→ **TASK DIRECTIONS**
Could you write out all of the data again, word for word?

→ **GIVEN ENTRIES**
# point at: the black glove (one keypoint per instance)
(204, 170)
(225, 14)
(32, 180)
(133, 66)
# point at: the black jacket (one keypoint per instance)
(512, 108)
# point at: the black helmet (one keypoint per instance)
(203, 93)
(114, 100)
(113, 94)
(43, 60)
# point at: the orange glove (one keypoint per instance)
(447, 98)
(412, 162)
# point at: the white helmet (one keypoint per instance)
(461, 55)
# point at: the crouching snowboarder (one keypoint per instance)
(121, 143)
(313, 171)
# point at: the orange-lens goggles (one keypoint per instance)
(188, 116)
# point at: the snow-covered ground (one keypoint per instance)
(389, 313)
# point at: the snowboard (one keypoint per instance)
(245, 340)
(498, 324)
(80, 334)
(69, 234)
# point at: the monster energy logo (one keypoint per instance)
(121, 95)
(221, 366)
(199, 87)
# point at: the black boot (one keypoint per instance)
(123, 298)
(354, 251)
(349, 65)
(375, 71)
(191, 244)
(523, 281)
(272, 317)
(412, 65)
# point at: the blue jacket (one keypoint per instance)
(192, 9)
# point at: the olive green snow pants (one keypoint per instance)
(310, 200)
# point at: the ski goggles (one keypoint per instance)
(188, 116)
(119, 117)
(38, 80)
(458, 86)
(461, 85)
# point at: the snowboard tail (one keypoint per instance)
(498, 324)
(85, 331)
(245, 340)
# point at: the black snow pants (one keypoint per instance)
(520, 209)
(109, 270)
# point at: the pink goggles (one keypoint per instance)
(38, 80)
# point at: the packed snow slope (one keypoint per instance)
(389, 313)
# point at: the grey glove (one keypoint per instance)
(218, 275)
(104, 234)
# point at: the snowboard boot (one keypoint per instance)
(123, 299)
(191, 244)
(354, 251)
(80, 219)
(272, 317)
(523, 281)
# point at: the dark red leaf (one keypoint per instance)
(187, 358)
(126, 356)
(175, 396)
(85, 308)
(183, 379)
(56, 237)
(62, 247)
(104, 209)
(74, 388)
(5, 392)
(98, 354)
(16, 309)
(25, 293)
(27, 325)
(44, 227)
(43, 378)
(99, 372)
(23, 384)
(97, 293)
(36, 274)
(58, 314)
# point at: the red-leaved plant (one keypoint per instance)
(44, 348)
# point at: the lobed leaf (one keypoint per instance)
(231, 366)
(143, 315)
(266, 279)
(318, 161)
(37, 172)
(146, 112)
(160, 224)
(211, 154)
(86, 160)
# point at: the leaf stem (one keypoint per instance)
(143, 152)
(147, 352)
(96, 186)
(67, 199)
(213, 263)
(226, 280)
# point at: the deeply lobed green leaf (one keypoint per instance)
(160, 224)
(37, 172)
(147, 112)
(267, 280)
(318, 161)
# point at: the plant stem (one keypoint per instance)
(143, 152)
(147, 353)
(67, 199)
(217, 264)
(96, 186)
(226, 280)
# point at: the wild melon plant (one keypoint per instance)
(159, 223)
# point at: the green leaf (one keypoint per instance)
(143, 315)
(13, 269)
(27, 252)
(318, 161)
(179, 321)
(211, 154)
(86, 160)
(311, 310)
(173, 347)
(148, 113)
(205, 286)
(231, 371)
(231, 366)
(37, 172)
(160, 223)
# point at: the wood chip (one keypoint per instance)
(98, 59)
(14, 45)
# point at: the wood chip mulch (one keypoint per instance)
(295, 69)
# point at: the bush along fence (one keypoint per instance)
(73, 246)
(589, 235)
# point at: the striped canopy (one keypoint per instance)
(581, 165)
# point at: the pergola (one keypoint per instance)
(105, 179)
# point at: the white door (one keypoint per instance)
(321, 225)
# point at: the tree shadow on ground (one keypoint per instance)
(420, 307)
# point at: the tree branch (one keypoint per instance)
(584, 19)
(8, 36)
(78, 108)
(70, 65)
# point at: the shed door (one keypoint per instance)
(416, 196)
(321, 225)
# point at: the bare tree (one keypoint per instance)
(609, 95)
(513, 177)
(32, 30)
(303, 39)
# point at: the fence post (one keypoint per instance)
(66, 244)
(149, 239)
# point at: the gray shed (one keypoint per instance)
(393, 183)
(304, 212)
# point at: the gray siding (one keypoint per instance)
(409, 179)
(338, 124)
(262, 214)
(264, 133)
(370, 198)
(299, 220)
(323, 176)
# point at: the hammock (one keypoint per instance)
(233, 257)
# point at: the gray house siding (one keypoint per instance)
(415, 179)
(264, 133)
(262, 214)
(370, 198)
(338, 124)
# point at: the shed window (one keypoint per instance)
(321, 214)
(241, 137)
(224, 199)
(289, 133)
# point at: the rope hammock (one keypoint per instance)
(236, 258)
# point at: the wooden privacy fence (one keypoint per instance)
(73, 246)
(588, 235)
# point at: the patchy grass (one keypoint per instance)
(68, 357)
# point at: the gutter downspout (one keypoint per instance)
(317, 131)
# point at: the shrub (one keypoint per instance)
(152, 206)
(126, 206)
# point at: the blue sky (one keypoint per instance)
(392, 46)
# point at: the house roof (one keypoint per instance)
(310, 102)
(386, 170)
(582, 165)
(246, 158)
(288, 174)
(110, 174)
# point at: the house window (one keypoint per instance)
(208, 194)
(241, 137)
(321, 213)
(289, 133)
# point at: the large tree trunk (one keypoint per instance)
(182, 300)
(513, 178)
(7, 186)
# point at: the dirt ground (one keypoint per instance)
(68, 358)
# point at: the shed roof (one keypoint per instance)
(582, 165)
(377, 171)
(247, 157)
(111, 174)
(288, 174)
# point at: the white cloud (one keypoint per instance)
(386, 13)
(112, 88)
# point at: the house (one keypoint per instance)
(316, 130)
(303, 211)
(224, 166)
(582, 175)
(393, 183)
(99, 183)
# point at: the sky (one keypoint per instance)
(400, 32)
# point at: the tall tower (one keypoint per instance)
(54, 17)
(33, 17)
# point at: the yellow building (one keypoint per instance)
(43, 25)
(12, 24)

→ **EXPECTED ANSWER**
# point at: the black glove (one keypoint per instance)
(204, 170)
(225, 14)
(32, 180)
(133, 66)
# point at: the black jacket (one keypoint per instance)
(512, 108)
# point at: the black helmet (one keypoint per instance)
(203, 93)
(114, 100)
(113, 94)
(43, 60)
# point at: the orange glove (one keypoint per instance)
(447, 98)
(412, 162)
# point at: the white helmet (one keypoint per instance)
(461, 55)
# point at: the crouching snowboarder (one keypoint per instance)
(121, 143)
(313, 171)
# point at: the orange-lens goggles (one keypoint per instance)
(188, 116)
# point at: the snow-covered ground (one keypoint per instance)
(389, 313)
# point at: the snowboard (one keypoint per instance)
(245, 340)
(498, 324)
(80, 334)
(69, 234)
# point at: the monster energy logo (one keypoint per instance)
(121, 95)
(221, 366)
(199, 87)
# point at: the black boot (one keypoint per instance)
(123, 298)
(354, 251)
(349, 65)
(375, 71)
(191, 244)
(523, 281)
(272, 317)
(412, 65)
# point at: the blue jacket (one keypoint per instance)
(192, 9)
# point at: the olive green snow pants (one keypoint per instance)
(310, 200)
# point at: the ski goggles (one keypoint per instance)
(188, 116)
(119, 117)
(38, 80)
(458, 86)
(461, 85)
# point at: the snowboard tail (one keypoint per instance)
(498, 324)
(85, 331)
(245, 340)
# point at: the black snow pants (one keypoint per instance)
(520, 209)
(109, 270)
# point at: the pink goggles (one keypoint per instance)
(38, 80)
# point at: the packed snow slope (one keypoint per instance)
(389, 313)
# point at: the grey glove (one keypoint per instance)
(218, 275)
(104, 234)
# point at: the snowboard boot (one keypoint per instance)
(123, 299)
(191, 244)
(354, 251)
(80, 219)
(272, 317)
(523, 281)
# point at: the dark red leaf (one keypoint per instance)
(187, 358)
(126, 356)
(175, 396)
(85, 308)
(183, 379)
(56, 237)
(62, 247)
(104, 209)
(74, 388)
(5, 392)
(98, 354)
(16, 309)
(25, 293)
(27, 325)
(44, 227)
(43, 378)
(99, 372)
(23, 384)
(97, 293)
(36, 274)
(58, 314)
# point at: the red-leaved plant (one keypoint per instance)
(44, 348)
# point at: the lobed leaf (one keypoint per instance)
(231, 366)
(143, 315)
(266, 279)
(318, 161)
(37, 172)
(146, 112)
(160, 224)
(211, 154)
(86, 160)
# point at: the leaf stem (one keypoint per instance)
(143, 152)
(147, 352)
(96, 186)
(67, 199)
(213, 263)
(226, 280)
# point at: the deeply lobed green leaf (one keypoint per instance)
(160, 224)
(37, 172)
(147, 112)
(267, 280)
(318, 161)
# point at: the plant stem (one keypoint per instance)
(143, 152)
(147, 353)
(67, 199)
(217, 264)
(96, 186)
(226, 280)
# point at: the wild melon plant (one keypoint per instance)
(159, 223)
# point at: the green leaf (one keypoint per instance)
(143, 315)
(13, 269)
(27, 252)
(318, 161)
(179, 321)
(211, 154)
(86, 160)
(311, 310)
(173, 347)
(148, 113)
(205, 286)
(231, 371)
(231, 366)
(37, 172)
(160, 223)
# point at: the wood chip (one keypoint per instance)
(98, 59)
(14, 45)
# point at: the wood chip mulch (one keypoint per instance)
(295, 69)
# point at: the bush along fence (one keypoint per instance)
(73, 246)
(589, 235)
# point at: the striped canopy (one keypoint per instance)
(581, 165)
# point at: the pergola (one keypoint per instance)
(105, 179)
# point at: the white door (one keypoint per instance)
(321, 225)
# point at: the tree shadow on ground (one keypoint per instance)
(420, 307)
# point at: the tree branch (one keypoint per instance)
(584, 19)
(8, 36)
(78, 108)
(70, 65)
# point at: the shed door (one keypoint per instance)
(416, 196)
(321, 225)
# point at: the bare tree (one keypoint per instance)
(609, 95)
(513, 177)
(32, 30)
(303, 39)
# point at: the fence post (one keypoint per instance)
(66, 244)
(149, 239)
# point at: the gray shed (one keypoint per instance)
(393, 183)
(304, 212)
# point at: the gray siding (one keypoint per instance)
(409, 179)
(338, 124)
(262, 214)
(264, 133)
(370, 198)
(299, 220)
(323, 176)
# point at: the hammock (one keypoint per instance)
(233, 257)
# point at: the gray house siding (one keypoint per instance)
(415, 179)
(264, 133)
(262, 214)
(370, 198)
(338, 124)
# point at: the shed window (one keypoint per instance)
(321, 214)
(241, 137)
(224, 199)
(289, 133)
# point at: the rope hammock (one keypoint per instance)
(236, 258)
# point at: the wooden privacy fence (one keypoint per instance)
(73, 246)
(588, 235)
# point at: the patchy grass (one keypoint per instance)
(68, 357)
# point at: the gutter downspout (one keypoint per instance)
(317, 131)
# point at: the shrub (one keypoint per instance)
(152, 206)
(126, 206)
# point at: the blue sky (one keypoint per instance)
(392, 46)
# point at: the house roof (one keypoint per instance)
(310, 102)
(386, 170)
(582, 165)
(246, 158)
(288, 174)
(110, 174)
# point at: the house window (one keypoint per instance)
(208, 194)
(241, 137)
(321, 213)
(289, 133)
# point at: the large tree trunk (one keypoint per instance)
(182, 300)
(513, 178)
(7, 186)
# point at: the dirt ground (one keypoint per instance)
(68, 358)
# point at: the shed roof (one keypoint per instance)
(582, 165)
(377, 171)
(247, 157)
(111, 174)
(288, 174)
# point at: the white cloud (one keypoint per instance)
(386, 13)
(112, 88)
# point at: the house (one keypoint per instance)
(316, 130)
(303, 211)
(224, 166)
(582, 175)
(393, 183)
(99, 183)
# point at: the sky (one keypoint per instance)
(400, 32)
# point at: the tall tower (one keypoint per instance)
(54, 17)
(33, 17)
# point at: the yellow building (one keypoint per instance)
(43, 25)
(12, 24)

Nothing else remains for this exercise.